DOCUMENT PASSAGE:
>>>>

We are in acute need of sanctions, since they would provide a chance for us to restore our industry, to diversify production, to wage a struggle against capital flight and to conquer our own internal market. But the ruling layers in the US and European Union have no intention of aiding Russia, so there will be no serious sanctions, merely symbolic acts aimed at calming public opinion in the USA and Europe and at giving moral support to the “patriotic” pretensions of the Russian elite.

The Central Bank will, of course, press ahead with the policy of lowering the ruble exchange rate that it has already been pursuing since last year. On this level, the Ukrainian crisis and Crimea have proved extremely opportune, since they have allowed the bank to accelerate the process. Whether the bank’s hopes of raising the competitiveness of the Russian economy solely through devaluation will prove justified is, of course, a separate question.

Contrary to the ideas of liberals and conservatives (who suffer, surprisingly enough, from the same hallucinations), the policies of the Russian authorities do not stem from any conscious decision to enter into confrontation with the West, but from an attempt to keep this confrontation – which is objectively inevitable, and does not depend on the will of the Kremlin – to a minimum.

<<<<

DATASET CONTENT:
>>>>

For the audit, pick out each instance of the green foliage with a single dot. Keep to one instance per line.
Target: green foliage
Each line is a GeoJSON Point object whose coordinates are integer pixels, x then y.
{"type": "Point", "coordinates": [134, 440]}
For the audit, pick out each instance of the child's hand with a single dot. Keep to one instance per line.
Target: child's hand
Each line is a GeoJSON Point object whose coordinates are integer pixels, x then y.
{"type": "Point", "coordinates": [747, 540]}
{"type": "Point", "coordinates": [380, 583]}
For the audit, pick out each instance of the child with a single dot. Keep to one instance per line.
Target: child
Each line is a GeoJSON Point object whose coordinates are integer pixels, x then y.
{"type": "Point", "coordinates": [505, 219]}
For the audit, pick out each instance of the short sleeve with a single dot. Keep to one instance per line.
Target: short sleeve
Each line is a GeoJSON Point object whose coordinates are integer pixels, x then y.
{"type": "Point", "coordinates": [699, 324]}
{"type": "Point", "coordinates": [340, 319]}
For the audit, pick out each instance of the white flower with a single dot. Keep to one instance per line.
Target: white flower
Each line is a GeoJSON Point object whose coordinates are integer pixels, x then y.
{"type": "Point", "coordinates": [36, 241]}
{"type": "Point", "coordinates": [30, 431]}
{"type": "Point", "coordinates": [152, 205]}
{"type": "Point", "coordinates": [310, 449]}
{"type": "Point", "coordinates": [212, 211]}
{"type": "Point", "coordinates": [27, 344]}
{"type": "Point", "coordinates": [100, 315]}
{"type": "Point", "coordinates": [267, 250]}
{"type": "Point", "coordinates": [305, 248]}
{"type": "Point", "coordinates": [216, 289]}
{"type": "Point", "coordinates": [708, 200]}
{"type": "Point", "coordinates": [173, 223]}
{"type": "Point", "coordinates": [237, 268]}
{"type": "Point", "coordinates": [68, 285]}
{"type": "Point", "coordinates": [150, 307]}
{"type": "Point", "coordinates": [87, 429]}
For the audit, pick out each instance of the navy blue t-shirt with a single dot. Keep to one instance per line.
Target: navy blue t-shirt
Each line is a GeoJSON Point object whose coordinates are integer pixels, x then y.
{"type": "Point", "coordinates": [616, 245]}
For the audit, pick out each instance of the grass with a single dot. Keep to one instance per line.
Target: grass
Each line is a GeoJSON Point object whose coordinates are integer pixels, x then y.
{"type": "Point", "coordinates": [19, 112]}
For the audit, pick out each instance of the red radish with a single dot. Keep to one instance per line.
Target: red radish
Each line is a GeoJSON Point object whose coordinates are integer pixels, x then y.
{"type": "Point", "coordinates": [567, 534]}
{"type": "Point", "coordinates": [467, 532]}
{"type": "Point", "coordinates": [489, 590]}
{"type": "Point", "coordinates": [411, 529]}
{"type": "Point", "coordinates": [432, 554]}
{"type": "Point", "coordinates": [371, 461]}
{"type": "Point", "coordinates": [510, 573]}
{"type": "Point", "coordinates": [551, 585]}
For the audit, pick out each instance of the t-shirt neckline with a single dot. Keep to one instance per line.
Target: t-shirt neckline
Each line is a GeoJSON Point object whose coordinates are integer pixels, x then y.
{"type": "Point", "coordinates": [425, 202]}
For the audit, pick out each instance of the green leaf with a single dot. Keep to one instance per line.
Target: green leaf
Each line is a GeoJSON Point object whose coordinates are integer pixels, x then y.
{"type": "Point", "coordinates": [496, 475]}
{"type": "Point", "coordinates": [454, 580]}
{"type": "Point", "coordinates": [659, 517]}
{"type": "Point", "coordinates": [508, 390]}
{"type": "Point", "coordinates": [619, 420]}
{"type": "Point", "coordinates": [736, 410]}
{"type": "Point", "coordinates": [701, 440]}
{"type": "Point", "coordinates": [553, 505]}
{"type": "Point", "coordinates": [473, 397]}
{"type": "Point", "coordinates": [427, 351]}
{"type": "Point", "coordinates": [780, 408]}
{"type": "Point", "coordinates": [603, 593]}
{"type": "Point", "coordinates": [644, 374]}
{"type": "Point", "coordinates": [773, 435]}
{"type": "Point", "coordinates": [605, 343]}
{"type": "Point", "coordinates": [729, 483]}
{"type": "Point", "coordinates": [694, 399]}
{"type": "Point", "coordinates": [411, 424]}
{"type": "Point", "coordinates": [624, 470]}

<<<<

REQUIRED TASKS:
(A) Reproduce the passage on sanctions and Russia between "The Central Bank" and "a separate question.", inclusive, switching "Central Bank" to "National Bank".
(B) Identify each line of the records that contains the string "shirt", and copy those lines.
The records bear no relation to the passage on sanctions and Russia.

ANSWERS FOR THIS EXERCISE:
(A)
The National Bank will, of course, press ahead with the policy of lowering the ruble exchange rate that it has already been pursuing since last year. On this level, the Ukrainian crisis and Crimea have proved extremely opportune, since they have allowed the bank to accelerate the process. Whether the bank’s hopes of raising the competitiveness of the Russian economy solely through devaluation will prove justified is, of course, a separate question.

(B)
For the audit, pick out each instance of the navy blue t-shirt with a single dot. Keep to one instance per line.
Target: navy blue t-shirt
For the audit, pick out each instance of the t-shirt neckline with a single dot. Keep to one instance per line.
Target: t-shirt neckline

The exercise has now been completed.